'''
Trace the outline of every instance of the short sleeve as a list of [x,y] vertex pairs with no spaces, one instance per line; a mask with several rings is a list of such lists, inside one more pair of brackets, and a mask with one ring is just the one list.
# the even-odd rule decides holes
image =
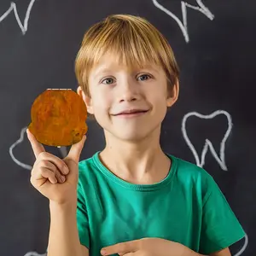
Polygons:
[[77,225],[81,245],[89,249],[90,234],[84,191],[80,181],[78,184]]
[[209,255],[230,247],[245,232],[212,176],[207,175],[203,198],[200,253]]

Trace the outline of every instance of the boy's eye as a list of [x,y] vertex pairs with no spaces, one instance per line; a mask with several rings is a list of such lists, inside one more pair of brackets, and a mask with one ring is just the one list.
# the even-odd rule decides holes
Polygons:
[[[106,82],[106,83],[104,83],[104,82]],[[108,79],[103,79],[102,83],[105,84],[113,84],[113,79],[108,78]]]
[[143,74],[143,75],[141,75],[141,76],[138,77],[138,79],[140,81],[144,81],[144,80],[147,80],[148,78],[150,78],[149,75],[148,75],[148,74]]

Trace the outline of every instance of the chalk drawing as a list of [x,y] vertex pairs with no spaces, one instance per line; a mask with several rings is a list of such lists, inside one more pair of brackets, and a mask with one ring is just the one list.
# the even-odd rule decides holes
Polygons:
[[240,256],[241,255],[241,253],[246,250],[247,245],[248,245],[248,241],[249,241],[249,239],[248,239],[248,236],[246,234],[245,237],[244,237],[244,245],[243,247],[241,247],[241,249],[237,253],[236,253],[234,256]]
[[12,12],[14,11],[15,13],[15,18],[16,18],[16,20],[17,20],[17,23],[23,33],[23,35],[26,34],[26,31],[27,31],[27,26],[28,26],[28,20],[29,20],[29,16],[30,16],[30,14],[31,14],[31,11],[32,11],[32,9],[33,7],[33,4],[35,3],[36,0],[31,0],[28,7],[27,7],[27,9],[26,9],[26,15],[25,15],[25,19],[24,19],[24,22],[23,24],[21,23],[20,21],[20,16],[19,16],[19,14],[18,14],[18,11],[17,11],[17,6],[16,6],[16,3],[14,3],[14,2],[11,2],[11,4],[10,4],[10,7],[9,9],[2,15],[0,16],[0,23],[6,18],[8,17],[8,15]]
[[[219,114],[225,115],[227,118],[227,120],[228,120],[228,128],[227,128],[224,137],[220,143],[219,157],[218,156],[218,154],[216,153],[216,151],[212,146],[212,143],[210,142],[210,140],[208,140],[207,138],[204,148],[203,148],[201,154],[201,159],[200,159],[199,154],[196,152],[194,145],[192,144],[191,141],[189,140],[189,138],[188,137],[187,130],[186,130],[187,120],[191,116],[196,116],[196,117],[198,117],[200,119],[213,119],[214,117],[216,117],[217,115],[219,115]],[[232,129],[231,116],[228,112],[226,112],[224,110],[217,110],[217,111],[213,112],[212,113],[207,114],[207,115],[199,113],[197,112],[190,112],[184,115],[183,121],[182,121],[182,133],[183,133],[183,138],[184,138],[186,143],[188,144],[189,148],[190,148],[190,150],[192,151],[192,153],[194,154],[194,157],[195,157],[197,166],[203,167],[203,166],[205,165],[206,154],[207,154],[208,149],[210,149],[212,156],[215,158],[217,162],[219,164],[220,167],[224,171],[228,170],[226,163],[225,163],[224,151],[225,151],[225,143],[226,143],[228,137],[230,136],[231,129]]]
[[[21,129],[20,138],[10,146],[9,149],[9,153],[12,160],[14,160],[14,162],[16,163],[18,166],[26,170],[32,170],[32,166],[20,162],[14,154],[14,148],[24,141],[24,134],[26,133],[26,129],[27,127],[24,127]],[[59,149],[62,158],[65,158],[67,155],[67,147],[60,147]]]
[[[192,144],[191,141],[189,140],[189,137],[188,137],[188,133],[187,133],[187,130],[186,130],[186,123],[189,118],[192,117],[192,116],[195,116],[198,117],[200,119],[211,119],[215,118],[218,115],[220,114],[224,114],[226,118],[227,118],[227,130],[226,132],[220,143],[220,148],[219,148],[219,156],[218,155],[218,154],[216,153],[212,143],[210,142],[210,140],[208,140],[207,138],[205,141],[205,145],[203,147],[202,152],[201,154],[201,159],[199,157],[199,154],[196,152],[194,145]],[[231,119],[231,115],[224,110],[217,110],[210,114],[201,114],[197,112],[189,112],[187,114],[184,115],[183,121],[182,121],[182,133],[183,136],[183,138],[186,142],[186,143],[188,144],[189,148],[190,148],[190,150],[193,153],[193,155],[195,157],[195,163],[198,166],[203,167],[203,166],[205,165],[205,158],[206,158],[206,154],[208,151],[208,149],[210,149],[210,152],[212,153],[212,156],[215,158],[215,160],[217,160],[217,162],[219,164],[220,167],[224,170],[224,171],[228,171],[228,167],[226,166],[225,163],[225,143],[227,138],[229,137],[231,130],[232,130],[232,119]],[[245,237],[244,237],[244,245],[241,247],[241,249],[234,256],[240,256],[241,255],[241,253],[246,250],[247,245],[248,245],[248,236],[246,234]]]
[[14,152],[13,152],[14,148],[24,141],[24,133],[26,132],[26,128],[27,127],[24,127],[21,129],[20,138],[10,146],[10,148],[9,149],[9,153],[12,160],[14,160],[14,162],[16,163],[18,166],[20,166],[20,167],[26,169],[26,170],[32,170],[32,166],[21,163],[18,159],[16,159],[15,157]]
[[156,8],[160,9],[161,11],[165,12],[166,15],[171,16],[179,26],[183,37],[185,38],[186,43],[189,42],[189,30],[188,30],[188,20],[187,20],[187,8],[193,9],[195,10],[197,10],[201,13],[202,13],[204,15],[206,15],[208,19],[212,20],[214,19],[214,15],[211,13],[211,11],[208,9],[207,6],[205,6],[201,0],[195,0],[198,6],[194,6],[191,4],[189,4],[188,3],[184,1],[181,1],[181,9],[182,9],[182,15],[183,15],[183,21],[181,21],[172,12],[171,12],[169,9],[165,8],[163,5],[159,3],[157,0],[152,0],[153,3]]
'''
'''
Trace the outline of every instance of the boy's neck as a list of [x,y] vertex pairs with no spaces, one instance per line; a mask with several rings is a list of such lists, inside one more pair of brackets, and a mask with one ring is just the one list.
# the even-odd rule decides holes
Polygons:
'''
TASK:
Pull out each line in the listing above that contains the string "with". Case counts, so uppercase and lowercase letters are not interchangeable.

REPLY:
Trace the outline of every instance of the short sleeve as a list of [x,y] vertex pairs with no spaces, one instance per line; a mask with several rings is a list of such lists, inside one more pair of brackets, and a mask with one ring is just the one list.
Trace the outline of every instance of the boy's eye as a list of [x,y] vertex pairs with no spaces, one instance per line; a mask with several rings is a list of such lists, inside one more pair of brackets, and a mask with one ring is just the one list.
Trace the outline of every instance of the chalk drawing as a list of [x,y] vertex pairs with no spaces, one instance per line; a mask with several rings is a list of such lists, inside one more pair of brackets, and a mask with one ring is just the one list.
Trace the outline of every instance of the boy's neck as a list of [x,y] vertex pairs with no spaces, one instance per line; a mask with several rings is a list of such lists, inside one more pair of brackets, and a mask with one ring is just the one list.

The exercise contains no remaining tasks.